REQUIRED WORK >> Count the lines in the records below that contain the string "cloud", and reply with that number alone.

SUPPLIED ENTRIES >>
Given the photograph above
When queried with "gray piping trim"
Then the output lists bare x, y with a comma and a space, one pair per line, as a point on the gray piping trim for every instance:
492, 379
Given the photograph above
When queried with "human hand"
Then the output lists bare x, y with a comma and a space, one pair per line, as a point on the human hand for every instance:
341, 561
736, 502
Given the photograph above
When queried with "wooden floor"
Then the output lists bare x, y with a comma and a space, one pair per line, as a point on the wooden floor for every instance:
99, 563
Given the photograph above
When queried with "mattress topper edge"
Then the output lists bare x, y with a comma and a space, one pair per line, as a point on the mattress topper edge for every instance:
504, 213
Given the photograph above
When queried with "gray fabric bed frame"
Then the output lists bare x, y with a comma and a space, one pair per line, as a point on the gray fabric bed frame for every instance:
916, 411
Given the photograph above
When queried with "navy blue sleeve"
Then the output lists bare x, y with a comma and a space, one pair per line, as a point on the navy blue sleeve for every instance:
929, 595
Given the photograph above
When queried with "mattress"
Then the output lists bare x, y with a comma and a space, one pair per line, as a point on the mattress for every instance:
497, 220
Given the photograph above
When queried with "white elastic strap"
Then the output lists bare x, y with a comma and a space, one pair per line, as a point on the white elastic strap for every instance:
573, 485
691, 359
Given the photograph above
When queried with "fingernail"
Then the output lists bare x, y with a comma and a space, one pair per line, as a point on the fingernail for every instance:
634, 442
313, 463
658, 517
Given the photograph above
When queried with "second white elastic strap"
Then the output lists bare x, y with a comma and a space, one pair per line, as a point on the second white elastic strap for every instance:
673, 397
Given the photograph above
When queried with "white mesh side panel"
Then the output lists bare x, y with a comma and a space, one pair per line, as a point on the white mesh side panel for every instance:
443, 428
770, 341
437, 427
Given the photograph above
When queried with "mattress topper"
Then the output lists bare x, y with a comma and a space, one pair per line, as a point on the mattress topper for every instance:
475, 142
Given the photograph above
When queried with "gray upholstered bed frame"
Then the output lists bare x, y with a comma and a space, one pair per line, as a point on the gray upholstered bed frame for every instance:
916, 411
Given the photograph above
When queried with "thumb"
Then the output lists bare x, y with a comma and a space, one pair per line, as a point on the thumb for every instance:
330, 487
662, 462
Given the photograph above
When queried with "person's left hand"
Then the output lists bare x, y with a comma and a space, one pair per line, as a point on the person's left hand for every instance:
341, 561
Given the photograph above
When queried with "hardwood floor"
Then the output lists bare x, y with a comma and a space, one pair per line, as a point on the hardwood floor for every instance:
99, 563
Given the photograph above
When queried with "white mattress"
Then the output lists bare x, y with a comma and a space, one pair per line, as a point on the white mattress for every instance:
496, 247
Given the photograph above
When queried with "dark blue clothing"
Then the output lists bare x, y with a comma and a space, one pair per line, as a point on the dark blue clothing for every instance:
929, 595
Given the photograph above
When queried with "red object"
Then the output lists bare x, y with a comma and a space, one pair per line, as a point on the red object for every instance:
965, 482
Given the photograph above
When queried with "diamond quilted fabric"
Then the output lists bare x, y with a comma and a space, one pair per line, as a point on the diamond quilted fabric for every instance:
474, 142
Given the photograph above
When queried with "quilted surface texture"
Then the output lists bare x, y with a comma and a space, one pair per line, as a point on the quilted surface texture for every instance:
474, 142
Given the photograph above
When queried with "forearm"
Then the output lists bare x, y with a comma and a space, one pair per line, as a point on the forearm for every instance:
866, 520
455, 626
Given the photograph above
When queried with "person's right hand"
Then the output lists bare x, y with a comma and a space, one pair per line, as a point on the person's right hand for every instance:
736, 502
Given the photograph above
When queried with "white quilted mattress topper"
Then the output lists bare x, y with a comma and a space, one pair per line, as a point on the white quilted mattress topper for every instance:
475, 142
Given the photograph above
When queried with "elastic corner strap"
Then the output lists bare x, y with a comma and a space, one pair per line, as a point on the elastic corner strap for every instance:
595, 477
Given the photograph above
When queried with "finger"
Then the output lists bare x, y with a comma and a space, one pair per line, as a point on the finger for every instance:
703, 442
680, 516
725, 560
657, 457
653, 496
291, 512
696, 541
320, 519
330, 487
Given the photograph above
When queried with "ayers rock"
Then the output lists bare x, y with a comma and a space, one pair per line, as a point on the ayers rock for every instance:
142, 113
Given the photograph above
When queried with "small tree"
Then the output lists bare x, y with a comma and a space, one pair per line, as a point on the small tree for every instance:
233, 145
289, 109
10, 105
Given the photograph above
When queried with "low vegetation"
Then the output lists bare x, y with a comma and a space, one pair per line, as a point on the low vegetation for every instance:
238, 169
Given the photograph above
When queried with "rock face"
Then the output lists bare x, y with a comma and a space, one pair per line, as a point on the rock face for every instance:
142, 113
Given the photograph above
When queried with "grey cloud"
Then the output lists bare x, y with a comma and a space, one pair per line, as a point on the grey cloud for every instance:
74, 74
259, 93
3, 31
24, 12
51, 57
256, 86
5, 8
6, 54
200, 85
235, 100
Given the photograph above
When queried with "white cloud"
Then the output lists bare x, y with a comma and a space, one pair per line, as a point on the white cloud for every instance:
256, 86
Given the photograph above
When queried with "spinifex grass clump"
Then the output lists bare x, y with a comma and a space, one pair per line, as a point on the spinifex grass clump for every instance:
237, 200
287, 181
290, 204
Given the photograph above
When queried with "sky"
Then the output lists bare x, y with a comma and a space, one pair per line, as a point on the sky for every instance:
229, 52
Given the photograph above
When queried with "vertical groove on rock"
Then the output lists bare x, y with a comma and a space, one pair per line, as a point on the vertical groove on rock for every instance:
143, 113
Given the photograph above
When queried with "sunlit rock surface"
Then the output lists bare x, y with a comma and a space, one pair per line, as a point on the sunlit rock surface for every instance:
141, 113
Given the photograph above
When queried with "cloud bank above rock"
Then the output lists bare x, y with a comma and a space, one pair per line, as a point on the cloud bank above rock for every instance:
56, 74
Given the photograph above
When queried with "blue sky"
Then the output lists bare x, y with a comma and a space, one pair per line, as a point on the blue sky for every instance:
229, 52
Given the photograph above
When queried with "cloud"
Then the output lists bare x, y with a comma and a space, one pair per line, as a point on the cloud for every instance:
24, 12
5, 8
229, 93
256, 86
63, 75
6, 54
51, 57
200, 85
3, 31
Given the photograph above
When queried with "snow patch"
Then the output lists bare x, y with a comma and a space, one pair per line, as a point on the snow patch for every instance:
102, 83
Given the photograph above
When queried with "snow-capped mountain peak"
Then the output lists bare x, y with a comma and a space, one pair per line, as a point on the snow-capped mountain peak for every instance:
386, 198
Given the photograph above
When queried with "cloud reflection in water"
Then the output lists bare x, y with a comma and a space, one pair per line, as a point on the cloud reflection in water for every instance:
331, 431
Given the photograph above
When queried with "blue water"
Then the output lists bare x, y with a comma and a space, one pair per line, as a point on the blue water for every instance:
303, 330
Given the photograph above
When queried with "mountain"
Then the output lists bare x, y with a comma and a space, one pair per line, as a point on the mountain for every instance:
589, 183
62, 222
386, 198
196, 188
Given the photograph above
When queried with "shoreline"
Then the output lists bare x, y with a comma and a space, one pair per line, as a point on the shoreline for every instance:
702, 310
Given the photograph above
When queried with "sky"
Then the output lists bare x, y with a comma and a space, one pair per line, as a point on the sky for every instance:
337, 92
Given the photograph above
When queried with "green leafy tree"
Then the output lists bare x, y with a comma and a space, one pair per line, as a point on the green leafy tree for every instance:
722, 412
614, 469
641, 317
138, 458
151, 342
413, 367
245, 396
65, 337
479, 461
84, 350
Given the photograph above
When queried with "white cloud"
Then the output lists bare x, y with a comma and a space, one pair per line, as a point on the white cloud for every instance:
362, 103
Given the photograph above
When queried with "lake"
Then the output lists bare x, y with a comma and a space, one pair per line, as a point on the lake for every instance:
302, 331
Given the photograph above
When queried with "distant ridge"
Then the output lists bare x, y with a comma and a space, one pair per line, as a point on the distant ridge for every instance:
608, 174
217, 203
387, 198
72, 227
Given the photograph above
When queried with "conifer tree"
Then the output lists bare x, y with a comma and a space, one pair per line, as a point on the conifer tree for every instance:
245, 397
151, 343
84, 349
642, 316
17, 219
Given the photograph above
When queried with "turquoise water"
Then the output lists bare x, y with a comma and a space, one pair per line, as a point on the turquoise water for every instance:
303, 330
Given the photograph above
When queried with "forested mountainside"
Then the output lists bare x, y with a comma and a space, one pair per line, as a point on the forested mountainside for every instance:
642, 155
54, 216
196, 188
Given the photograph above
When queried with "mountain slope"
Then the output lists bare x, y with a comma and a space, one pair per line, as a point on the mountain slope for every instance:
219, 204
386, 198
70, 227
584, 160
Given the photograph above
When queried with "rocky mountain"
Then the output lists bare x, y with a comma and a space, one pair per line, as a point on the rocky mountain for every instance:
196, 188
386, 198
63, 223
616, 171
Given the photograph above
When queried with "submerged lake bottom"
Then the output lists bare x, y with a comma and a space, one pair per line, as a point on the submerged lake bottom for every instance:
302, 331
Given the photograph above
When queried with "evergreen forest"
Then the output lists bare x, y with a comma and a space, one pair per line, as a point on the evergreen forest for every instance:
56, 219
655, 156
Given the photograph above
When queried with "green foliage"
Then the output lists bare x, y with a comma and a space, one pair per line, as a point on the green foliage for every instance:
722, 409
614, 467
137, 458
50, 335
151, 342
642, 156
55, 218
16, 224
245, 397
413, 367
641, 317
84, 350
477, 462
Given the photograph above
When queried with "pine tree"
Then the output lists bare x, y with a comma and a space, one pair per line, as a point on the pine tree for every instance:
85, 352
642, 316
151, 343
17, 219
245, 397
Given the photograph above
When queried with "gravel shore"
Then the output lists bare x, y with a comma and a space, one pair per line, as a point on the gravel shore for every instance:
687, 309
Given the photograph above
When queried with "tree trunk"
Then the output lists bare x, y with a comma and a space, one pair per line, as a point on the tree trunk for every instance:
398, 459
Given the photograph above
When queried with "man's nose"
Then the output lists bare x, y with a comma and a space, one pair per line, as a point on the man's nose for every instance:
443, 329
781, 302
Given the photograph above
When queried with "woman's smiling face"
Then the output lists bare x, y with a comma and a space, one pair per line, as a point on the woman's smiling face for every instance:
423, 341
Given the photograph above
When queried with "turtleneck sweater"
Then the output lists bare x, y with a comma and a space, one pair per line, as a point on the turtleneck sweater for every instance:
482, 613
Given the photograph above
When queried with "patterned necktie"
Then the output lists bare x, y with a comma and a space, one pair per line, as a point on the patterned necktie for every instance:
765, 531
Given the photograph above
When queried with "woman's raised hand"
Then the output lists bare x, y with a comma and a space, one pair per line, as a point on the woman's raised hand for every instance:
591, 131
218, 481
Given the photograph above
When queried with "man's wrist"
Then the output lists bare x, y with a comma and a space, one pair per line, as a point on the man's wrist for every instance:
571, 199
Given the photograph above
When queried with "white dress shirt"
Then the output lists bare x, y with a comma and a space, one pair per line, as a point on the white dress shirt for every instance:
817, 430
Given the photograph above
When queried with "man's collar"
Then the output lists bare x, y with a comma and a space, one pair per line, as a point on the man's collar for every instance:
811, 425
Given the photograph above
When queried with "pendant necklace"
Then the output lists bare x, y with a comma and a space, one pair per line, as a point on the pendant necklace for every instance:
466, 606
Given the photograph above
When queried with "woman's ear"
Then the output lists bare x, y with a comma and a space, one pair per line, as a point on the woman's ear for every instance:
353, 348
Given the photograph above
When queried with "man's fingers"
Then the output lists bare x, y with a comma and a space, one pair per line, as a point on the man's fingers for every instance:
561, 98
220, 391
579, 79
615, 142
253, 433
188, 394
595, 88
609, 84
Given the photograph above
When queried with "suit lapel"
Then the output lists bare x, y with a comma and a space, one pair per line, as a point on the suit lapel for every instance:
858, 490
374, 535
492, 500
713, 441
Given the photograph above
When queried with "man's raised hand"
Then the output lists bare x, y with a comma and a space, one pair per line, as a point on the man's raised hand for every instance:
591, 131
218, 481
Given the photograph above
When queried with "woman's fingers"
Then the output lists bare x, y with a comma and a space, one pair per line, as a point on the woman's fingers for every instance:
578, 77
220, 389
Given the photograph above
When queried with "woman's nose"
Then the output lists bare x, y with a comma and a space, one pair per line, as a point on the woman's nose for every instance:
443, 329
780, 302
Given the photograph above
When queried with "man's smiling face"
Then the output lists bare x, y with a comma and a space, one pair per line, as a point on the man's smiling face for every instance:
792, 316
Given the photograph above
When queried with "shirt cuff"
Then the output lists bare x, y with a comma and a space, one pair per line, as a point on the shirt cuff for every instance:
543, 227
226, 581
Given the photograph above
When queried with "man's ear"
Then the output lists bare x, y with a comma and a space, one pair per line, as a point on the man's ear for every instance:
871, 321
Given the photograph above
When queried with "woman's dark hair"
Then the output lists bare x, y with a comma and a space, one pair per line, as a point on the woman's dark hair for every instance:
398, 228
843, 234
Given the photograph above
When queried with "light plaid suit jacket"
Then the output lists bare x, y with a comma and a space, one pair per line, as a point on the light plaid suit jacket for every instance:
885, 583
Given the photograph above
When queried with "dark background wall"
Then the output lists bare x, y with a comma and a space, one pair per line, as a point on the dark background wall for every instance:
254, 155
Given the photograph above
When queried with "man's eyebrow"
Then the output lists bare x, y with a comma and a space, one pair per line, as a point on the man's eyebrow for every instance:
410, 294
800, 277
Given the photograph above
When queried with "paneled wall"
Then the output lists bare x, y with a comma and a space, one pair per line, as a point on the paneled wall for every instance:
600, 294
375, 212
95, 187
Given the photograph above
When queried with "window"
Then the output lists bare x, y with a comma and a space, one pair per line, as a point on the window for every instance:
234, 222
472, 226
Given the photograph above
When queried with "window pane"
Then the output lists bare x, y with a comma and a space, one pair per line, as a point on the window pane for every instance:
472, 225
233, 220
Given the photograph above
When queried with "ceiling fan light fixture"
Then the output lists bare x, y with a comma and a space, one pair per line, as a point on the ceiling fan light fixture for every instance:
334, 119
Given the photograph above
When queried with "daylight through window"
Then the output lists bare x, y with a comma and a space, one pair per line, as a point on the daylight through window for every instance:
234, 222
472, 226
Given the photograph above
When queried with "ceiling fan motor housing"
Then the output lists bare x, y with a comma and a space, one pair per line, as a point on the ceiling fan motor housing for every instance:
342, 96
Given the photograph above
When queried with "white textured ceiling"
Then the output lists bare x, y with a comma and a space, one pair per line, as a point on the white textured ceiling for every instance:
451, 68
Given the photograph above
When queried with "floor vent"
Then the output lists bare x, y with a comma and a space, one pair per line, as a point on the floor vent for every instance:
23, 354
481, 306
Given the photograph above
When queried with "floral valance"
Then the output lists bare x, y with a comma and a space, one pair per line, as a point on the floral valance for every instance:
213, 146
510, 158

EXERCISE SOLUTION >> 12